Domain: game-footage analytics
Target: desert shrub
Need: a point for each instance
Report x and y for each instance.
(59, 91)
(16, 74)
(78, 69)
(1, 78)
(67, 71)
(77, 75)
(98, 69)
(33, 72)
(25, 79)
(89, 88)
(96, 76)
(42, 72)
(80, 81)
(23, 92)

________

§ **What is being asked**: Lines before the one containing "Need: a point for each instance" are to be left out; that line and every line after it through the end of the data should be copied exactly.

§ **Your solution**:
Need: a point for each instance
Report x and y for each instance.
(59, 91)
(16, 74)
(78, 69)
(1, 78)
(67, 71)
(77, 75)
(98, 69)
(33, 72)
(25, 79)
(89, 88)
(96, 76)
(42, 72)
(80, 81)
(23, 92)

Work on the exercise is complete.